***** Source document

Queenslander Matt Denny has won silver in the men’s hammer in an outstanding display of clutch throwing as he set a new personal best of 74.88m. The throw was also a new state record and consolidated his position as Australia’s fourth-best thrower ever.

The 21-year-old was looking down and out after two fouls but dug deep to move into 2nd place with his third throw of 73.82m before hitting his best effort in the fourth round.

The former world youth discus champion described the pivotal moment in the competition when preparing for his final three throws after that shaky start “It was weird, I was more nervous in my first two throws, I was even more nervous after the third… I walked back to my sports psychologist Jonah and he said to me ‘It’s just context, that’s all it is, the pressure is put on by external factors, it doesn’t matter, it’s still another throw’.

**********
***** Extracted material

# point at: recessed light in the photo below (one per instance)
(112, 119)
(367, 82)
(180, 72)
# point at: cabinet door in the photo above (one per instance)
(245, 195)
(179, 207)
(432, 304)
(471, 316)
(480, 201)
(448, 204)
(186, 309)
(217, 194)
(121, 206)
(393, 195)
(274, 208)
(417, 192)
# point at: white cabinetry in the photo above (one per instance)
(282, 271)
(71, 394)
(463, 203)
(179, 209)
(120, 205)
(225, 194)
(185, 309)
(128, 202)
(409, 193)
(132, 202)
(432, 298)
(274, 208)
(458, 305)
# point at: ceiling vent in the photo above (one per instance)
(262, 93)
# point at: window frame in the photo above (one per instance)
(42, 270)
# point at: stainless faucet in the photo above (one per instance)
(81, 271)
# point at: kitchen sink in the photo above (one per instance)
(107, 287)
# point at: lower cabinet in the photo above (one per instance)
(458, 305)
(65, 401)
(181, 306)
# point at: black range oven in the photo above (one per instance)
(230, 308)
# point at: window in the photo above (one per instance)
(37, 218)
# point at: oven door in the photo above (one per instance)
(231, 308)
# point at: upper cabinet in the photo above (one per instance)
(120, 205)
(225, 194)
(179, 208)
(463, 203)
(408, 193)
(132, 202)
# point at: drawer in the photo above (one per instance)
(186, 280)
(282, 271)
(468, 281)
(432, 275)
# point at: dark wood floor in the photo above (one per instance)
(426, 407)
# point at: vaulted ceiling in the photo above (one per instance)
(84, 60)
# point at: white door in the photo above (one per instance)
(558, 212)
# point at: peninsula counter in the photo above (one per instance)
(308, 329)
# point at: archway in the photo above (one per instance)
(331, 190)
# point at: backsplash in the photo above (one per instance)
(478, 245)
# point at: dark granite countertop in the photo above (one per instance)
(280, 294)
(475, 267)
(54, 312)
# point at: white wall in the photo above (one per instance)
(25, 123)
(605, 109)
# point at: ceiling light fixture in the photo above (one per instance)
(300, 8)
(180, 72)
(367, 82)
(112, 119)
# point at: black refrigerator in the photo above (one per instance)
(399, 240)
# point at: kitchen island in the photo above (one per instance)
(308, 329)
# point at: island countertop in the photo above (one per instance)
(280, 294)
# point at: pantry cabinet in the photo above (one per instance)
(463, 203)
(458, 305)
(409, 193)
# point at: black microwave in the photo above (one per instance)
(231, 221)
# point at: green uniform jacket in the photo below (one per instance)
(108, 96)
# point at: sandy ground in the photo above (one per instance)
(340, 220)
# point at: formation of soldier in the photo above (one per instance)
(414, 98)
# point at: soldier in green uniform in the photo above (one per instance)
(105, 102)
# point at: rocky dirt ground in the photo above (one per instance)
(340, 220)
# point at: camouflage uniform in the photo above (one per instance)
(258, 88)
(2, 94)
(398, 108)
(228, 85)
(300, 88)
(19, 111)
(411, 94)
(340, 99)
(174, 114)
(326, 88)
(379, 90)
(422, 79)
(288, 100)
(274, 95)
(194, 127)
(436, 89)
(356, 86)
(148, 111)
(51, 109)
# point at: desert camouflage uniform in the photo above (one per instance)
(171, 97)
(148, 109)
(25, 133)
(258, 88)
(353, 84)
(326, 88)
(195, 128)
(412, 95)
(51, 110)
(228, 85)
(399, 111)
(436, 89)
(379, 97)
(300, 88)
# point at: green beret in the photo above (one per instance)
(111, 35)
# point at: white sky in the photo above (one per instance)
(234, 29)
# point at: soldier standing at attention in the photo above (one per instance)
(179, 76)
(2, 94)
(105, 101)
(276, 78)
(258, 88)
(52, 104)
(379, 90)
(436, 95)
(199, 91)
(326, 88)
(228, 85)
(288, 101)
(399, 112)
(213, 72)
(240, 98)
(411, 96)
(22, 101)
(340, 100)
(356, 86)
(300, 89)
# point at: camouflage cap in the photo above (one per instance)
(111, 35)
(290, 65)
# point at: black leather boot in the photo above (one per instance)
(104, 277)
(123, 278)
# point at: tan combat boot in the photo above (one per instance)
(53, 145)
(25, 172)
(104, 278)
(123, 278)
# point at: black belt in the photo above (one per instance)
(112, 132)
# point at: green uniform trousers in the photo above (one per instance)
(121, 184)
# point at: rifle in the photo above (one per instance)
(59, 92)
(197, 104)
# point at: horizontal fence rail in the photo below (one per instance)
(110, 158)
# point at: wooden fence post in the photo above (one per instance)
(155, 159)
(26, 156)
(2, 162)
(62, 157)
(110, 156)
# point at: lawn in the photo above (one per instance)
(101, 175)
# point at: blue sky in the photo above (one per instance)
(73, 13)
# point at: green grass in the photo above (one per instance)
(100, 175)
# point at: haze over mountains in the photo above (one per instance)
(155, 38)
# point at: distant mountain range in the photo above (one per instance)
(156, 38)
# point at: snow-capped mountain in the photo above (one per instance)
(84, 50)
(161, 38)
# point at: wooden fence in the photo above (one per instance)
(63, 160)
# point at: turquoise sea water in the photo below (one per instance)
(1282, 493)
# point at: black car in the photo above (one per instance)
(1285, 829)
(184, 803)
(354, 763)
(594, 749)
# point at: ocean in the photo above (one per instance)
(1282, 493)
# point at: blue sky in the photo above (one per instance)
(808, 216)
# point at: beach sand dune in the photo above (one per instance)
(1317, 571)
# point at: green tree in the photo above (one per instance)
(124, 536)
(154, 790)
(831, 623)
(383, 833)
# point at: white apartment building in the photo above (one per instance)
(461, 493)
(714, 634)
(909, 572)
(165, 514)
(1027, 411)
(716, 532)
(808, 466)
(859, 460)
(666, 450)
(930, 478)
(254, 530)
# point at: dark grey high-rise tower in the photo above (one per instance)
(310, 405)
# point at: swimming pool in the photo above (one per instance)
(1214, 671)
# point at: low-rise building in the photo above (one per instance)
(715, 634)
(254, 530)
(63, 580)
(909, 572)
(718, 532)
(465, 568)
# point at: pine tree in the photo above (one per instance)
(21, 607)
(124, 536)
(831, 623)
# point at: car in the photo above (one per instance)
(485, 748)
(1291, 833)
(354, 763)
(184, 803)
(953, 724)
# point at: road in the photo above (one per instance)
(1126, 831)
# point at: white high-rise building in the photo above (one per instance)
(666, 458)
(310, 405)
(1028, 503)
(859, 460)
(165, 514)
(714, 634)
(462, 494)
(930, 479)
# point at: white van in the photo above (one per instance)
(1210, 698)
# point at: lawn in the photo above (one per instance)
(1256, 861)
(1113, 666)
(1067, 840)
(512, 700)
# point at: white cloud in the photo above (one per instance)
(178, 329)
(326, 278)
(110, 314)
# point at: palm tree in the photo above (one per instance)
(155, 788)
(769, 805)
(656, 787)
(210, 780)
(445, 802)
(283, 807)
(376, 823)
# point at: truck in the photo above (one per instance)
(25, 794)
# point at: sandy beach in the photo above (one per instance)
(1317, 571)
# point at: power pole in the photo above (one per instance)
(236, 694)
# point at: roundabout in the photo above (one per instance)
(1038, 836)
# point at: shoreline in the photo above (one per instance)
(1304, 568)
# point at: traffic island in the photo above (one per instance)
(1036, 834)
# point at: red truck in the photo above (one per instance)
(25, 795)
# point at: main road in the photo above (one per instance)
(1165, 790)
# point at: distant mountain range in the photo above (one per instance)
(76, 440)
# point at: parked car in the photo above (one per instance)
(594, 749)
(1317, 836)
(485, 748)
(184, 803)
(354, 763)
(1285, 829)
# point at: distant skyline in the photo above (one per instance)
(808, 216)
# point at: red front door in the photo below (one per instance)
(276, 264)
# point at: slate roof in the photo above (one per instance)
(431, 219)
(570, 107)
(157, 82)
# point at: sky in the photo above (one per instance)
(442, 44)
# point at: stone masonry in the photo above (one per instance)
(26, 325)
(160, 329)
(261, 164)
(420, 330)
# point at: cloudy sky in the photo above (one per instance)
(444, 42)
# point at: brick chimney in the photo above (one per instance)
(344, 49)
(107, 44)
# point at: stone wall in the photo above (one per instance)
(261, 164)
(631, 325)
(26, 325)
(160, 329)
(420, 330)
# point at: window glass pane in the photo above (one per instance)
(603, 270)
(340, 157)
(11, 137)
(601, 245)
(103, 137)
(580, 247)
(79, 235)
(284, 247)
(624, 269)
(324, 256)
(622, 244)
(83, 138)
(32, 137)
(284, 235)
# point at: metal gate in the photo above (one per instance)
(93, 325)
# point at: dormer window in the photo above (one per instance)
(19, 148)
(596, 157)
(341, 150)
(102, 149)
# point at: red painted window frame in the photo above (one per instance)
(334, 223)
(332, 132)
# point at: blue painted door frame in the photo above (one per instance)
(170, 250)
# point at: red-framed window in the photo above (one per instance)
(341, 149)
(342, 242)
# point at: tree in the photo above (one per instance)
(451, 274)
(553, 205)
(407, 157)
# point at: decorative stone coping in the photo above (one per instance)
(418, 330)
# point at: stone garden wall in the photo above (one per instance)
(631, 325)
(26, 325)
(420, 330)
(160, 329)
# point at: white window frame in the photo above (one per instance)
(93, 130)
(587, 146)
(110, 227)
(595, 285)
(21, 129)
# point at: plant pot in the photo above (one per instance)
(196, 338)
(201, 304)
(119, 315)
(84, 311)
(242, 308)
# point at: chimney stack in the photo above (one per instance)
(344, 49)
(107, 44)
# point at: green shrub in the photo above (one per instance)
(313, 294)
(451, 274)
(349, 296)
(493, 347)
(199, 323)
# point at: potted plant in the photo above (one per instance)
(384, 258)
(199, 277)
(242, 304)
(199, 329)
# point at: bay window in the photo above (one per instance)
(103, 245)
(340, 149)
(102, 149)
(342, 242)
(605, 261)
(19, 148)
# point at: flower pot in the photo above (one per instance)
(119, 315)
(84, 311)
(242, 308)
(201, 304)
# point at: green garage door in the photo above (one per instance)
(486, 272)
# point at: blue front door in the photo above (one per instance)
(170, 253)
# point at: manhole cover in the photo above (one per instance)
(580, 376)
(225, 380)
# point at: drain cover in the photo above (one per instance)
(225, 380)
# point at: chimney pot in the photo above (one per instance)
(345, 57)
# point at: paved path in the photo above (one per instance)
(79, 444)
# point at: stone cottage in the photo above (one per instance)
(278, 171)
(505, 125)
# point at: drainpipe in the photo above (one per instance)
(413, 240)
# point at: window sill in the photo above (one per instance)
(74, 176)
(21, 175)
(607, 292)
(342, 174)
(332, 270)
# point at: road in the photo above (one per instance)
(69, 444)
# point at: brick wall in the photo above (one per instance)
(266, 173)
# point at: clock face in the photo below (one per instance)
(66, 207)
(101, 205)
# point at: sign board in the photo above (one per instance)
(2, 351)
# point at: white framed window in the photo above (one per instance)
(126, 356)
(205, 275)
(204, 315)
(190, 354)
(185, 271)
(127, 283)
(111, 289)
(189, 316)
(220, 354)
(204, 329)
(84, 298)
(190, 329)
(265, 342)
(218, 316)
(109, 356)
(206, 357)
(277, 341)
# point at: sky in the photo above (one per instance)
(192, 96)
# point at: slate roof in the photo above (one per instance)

**********

▸ **What is being asked**
Please output the entire hammer throw report word for word.

▸ **Correct response**
Queenslander Matt Denny has won silver in the men’s hammer in an outstanding display of clutch throwing as he set a new personal best of 74.88m. The throw was also a new state record and consolidated his position as Australia’s fourth-best thrower ever.

The 21-year-old was looking down and out after two fouls but dug deep to move into 2nd place with his third throw of 73.82m before hitting his best effort in the fourth round.

The former world youth discus champion described the pivotal moment in the competition when preparing for his final three throws after that shaky start “It was weird, I was more nervous in my first two throws, I was even more nervous after the third… I walked back to my sports psychologist Jonah and he said to me ‘It’s just context, that’s all it is, the pressure is put on by external factors, it doesn’t matter, it’s still another throw’.